Excerpt.
────────

As kids head back to school, dairy managers have their own assignment - keeping an eye on which new items will make the grade.
A plethora of yogurt products, pudding and gelatin snack packs, many with startling colors and eye-catching packaging, hits the market every year in time to fit into back-to-school plans. This year is no exception. Retailers told SN they rotate some older, slower-moving products out for a while to make room for promising newcomers.
The seasonal juggling presents a challenge for retailers because refrigerated space is limited.
"We rotate the new products in and out," said Tom Clasen, director of operations of nine-unit Knowlan's/Festival Foods, Minneapolis. "After the promotional period, they sink or swim. Demand drives it. We do have a robust category management program and one of the big considerations is whether a particular product needs more space."
Typically, Festival stores have 84 to 112 linear feet of dairy cases, including 24 feet of yogurt, but not counting milk and eggs. The retailer has set aside just 8 feet for pudding snack packs, but that could change.
"Pudding gives us a higher ring than yogurt, but both categories are very competitive on price," he said, adding the margin taken is relatively small.
Just as it's been for the last couple of years, the majority of the new products comes with added health attributes. Some of the newcomers include puddings and yogurts with less sugar and less fat, and sugar-free gelatins made with fresh fruit juice.
Clasen has made room in the already burgeoning yogurt section for Yoplait Kids yogurt, made with 25% less sugar. "We're giving them five facings, three varieties," he said.
Retailers with smaller stores have smaller dairy
cases, and that makes merchandising new items especially challenging.
"We have to do a lot of rotating, because we don't have much space," said Scott Barth, dairy manager at single-unit Thorpe SuperValu, a Thorpe, Wis.-based store with less than 40,000 square feet of selling space. The dairy case runs from 36 to 40 feet.
Still, Barth made space for four or five new, sugar-free puddings this year.
At Lebanon, Ky.-based Higdon's Foodtown, demand for healthful items isn't strong, but store owner Jimmy Higdon predicted it's only a matter of time before demand picks up.

────────

Exercise instructions.
Repeat the dairy article word for word, from start to finish. Use only the dairy article.

Entries provided.
────────

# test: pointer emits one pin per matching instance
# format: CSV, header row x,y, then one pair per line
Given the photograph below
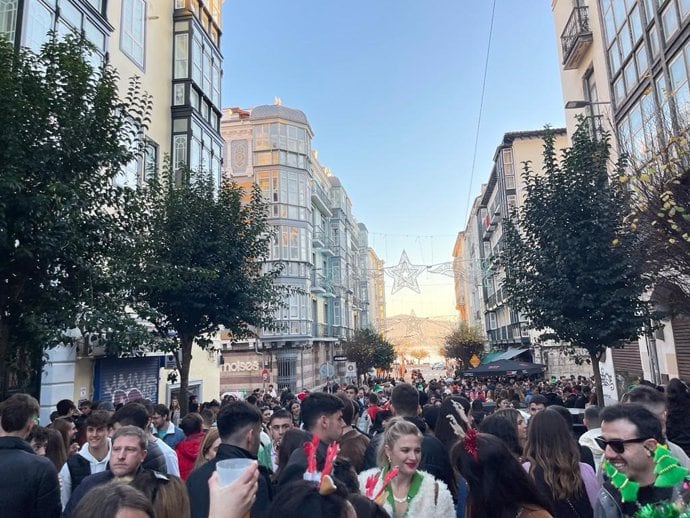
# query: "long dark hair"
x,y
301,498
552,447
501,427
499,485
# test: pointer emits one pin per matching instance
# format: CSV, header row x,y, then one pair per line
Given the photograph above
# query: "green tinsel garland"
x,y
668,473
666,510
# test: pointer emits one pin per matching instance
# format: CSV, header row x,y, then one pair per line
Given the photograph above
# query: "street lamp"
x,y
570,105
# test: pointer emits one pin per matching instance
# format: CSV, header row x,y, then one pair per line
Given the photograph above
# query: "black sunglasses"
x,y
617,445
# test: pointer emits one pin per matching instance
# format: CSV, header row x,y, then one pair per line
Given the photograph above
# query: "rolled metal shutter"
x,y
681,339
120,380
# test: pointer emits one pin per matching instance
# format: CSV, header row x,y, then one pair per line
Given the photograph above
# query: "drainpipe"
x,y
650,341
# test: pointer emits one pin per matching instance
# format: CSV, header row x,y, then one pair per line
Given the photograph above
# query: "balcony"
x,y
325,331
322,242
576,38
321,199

────────

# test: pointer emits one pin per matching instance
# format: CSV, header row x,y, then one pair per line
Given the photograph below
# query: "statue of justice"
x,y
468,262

────────

Exercise solution.
As kids head back to school, dairy managers have their own assignment - keeping an eye on which new items will make the grade.
A plethora of yogurt products, pudding and gelatin snack packs, many with startling colors and eye-catching packaging, hits the market every year in time to fit into back-to-school plans. This year is no exception. Retailers told SN they rotate some older, slower-moving products out for a while to make room for promising newcomers.
The seasonal juggling presents a challenge for retailers because refrigerated space is limited.
"We rotate the new products in and out," said Tom Clasen, director of operations of nine-unit Knowlan's/Festival Foods, Minneapolis. "After the promotional period, they sink or swim. Demand drives it. We do have a robust category management program and one of the big considerations is whether a particular product needs more space."
Typically, Festival stores have 84 to 112 linear feet of dairy cases, including 24 feet of yogurt, but not counting milk and eggs. The retailer has set aside just 8 feet for pudding snack packs, but that could change.
"Pudding gives us a higher ring than yogurt, but both categories are very competitive on price," he said, adding the margin taken is relatively small.
Just as it's been for the last couple of years, the majority of the new products comes with added health attributes. Some of the newcomers include puddings and yogurts with less sugar and less fat, and sugar-free gelatins made with fresh fruit juice.
Clasen has made room in the already burgeoning yogurt section for Yoplait Kids yogurt, made with 25% less sugar. "We're giving them five facings, three varieties," he said.
Retailers with smaller stores have smaller dairy
cases, and that makes merchandising new items especially challenging.
"We have to do a lot of rotating, because we don't have much space," said Scott Barth, dairy manager at single-unit Thorpe SuperValu, a Thorpe, Wis.-based store with less than 40,000 square feet of selling space. The dairy case runs from 36 to 40 feet.
Still, Barth made space for four or five new, sugar-free puddings this year.
At Lebanon, Ky.-based Higdon's Foodtown, demand for healthful items isn't strong, but store owner Jimmy Higdon predicted it's only a matter of time before demand picks up.